## Working data

□ □ □ □ □ □ □

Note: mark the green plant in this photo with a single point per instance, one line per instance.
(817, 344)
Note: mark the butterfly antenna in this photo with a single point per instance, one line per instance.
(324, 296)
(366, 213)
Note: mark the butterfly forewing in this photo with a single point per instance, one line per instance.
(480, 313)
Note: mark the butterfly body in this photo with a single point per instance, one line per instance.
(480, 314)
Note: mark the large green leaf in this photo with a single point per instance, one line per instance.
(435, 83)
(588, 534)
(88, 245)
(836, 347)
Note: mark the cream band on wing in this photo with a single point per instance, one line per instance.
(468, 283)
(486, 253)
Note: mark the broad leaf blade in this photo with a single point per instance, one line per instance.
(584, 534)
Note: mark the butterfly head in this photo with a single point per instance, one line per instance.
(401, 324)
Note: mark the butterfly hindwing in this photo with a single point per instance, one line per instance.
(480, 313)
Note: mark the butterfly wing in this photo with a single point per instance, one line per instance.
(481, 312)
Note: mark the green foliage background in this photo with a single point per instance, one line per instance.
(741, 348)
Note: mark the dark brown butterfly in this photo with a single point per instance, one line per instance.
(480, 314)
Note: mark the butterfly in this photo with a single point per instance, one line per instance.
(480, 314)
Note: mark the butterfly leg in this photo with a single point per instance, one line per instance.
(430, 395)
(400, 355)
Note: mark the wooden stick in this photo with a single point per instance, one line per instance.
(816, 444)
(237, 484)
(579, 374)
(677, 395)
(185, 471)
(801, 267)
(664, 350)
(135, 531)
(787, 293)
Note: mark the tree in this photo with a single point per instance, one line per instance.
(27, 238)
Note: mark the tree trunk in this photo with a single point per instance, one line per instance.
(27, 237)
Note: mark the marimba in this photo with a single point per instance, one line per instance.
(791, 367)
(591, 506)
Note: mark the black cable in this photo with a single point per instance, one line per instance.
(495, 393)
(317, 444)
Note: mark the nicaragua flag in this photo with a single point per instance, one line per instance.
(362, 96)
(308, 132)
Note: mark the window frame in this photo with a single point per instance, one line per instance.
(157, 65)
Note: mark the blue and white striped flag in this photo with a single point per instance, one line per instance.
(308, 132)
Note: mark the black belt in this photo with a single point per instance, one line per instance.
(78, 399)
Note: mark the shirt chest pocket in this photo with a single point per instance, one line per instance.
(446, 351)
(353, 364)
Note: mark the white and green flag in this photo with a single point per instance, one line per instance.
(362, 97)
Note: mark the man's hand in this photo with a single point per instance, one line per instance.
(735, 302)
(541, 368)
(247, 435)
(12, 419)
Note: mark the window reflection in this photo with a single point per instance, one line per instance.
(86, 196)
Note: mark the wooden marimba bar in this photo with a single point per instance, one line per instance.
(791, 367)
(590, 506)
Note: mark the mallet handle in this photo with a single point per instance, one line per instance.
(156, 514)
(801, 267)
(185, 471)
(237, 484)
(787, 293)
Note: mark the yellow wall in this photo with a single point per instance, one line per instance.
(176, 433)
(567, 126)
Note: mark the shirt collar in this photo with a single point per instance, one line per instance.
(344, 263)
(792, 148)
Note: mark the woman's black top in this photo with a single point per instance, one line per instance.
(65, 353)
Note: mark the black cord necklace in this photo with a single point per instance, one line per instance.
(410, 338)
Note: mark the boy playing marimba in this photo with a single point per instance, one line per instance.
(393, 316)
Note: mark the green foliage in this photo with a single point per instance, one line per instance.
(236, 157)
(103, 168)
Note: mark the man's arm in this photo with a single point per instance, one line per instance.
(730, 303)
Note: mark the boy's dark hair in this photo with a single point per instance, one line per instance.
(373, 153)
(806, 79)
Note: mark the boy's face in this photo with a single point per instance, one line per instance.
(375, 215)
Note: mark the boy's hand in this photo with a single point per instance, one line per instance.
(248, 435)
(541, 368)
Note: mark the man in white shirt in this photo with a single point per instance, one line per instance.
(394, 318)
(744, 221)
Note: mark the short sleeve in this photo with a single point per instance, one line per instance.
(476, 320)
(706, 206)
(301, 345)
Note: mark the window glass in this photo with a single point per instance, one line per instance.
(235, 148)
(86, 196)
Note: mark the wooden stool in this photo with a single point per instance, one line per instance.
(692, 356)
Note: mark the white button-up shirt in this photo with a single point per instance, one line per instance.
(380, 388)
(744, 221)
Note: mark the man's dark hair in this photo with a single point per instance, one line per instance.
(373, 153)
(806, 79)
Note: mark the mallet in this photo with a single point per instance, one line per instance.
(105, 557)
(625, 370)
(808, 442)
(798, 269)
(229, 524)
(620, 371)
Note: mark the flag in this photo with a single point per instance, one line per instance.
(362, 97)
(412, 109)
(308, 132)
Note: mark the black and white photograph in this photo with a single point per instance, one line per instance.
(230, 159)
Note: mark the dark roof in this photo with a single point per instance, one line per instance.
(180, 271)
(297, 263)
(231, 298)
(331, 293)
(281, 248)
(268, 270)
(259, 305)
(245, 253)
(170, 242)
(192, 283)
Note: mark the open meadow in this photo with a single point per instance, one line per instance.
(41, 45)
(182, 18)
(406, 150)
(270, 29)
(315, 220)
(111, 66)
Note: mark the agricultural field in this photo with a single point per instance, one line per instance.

□ □ □ □ □ □ □

## Stated goal
Copy out the whole listing exactly; please set it all down.

## Exercise response
Note: mark the green plant in this photo with a single point per instance, one line per instance.
(817, 344)
Note: mark the butterfly antenna in this photo with a single point per instance, one line per instance.
(324, 296)
(366, 213)
Note: mark the butterfly forewing in this photo with a single point per instance, one line per instance.
(480, 313)
Note: mark the butterfly body in this photo with a single point per instance, one line per instance.
(480, 314)
Note: mark the large green leaf in this photo with a single point per instance, one line per instance.
(435, 83)
(588, 534)
(88, 245)
(836, 347)
Note: mark the cream band on wing in this photo with a single point per instance, one line per instance.
(468, 283)
(486, 253)
Note: mark the broad leaf blade in this photo with a single point per instance, one line per instance.
(584, 534)
Note: mark the butterfly head in this photo with a single point per instance, one line per instance.
(401, 324)
Note: mark the butterfly hindwing in this photo with a single point per instance, one line per instance.
(480, 313)
Note: mark the butterfly wing in this photo with a single point per instance, one line per instance.
(481, 312)
Note: mark the green foliage background in this photo with a single point per instance, one line per instance.
(741, 348)
Note: mark the dark brown butterfly in this photo with a single point per instance, one line per instance.
(480, 314)
Note: mark the butterfly in this photo with a single point per instance, one line per instance.
(480, 314)
Note: mark the butterfly leg in this photo with a single point per instance, one line per instance.
(430, 395)
(400, 355)
Note: mark the wooden stick in this photo with a single point per instance, one line per instance.
(816, 444)
(237, 484)
(579, 374)
(677, 395)
(185, 471)
(801, 267)
(664, 350)
(135, 531)
(787, 293)
Note: mark the tree in this photo with a single point per instance, one line per instance.
(27, 238)
Note: mark the tree trunk in this photo with a single point per instance, one line per instance.
(27, 237)
Note: mark the marimba in this photo with a single point per instance, one line per instance.
(791, 367)
(591, 506)
Note: mark the black cable in this photo with a single point per instance, one line per instance.
(495, 393)
(317, 444)
Note: mark the nicaragua flag in this photo with a single point per instance, one line per instance.
(362, 96)
(308, 132)
Note: mark the window frame in this photo with a single point per instance, one line per instance.
(157, 65)
Note: mark the blue and white striped flag in this photo with a single point per instance, one line per instance.
(308, 132)
Note: mark the black belt in this photo with a single point per instance, one line per instance.
(78, 399)
Note: mark the shirt chest pocket in this photo with a single point per instance, one line per instance.
(446, 351)
(353, 364)
Note: mark the white and green flag in this photo with a single point per instance, one line per instance.
(362, 97)
Note: mark the man's hand in this photo with a single point per instance, one line per instance.
(735, 302)
(541, 368)
(247, 435)
(12, 419)
Note: mark the window reflection in this photo with a single point per instance, one line per instance.
(86, 196)
Note: mark the wooden marimba bar in this photo with a single point per instance, one line per instance.
(791, 367)
(590, 506)
Note: mark the mallet handle in this photo with a single point per instance, one line per instance.
(156, 514)
(801, 267)
(185, 471)
(237, 484)
(787, 293)
Note: mark the yellow wall in this photo with a single point per instance, one line per instance.
(176, 433)
(567, 126)
Note: mark the shirt collar in this photo with a single point per instance, one line per instance.
(344, 263)
(792, 148)
Note: mark the woman's black top in this photo with a single point per instance, one line per instance.
(65, 353)
Note: mark the black cord necklace in this photo with a single point per instance, one line per instance.
(410, 338)
Note: mark the boy playing marimba in this photo with a single point per instance, one line per instance.
(393, 316)
Note: mark the green foliage in this photo with a single point per instance, one line per instance.
(236, 157)
(103, 168)
Note: mark the man's arm in this photo with a single point per instance, one line per instance.
(730, 303)
Note: mark the boy's dark hair in this photo with a single point per instance, one line per instance.
(373, 153)
(806, 79)
Note: mark the boy's face in this photo with a single point per instance, one line per instance.
(375, 215)
Note: mark the boy's hand in this photo with a single point per instance, one line per instance.
(248, 435)
(541, 368)
Note: mark the man in white shirt in this photo with a single point per instance, one line per instance.
(394, 318)
(744, 221)
Note: mark the short sleeve in this photo with a single point per instance, one line per instance.
(476, 320)
(706, 206)
(301, 345)
Note: mark the window glass in this photo with a single point per instance, one line per instance.
(235, 148)
(86, 196)
Note: mark the wooden stool in this photo with a single point per instance, one line per instance.
(692, 356)
Note: mark the white button-up shirt in this photo with a single point per instance, one line per instance.
(380, 388)
(744, 221)
Note: mark the man's dark hair in this photo with a single point per instance, one line per instance.
(373, 153)
(806, 79)
Note: mark the mallet in this photo with a single point per instance, one line per instance.
(105, 557)
(625, 370)
(808, 442)
(798, 269)
(229, 524)
(620, 371)
Note: mark the flag in this photo with a single point per instance, one line per instance.
(362, 97)
(412, 109)
(308, 132)
Note: mark the black and white photograph in this photo with a single point per instance, one line per instance.
(230, 159)
Note: mark the dark roof in this photo with a single point per instance, one line per instance.
(180, 271)
(297, 263)
(231, 298)
(331, 293)
(281, 248)
(268, 270)
(259, 305)
(245, 253)
(170, 242)
(192, 283)
Note: mark the open meadow in this photo with a single point per instance, one line per instance.
(41, 45)
(182, 18)
(406, 150)
(270, 29)
(315, 220)
(111, 66)
Note: mark the agricultural field in this photo with a single point per instance, one line per instance.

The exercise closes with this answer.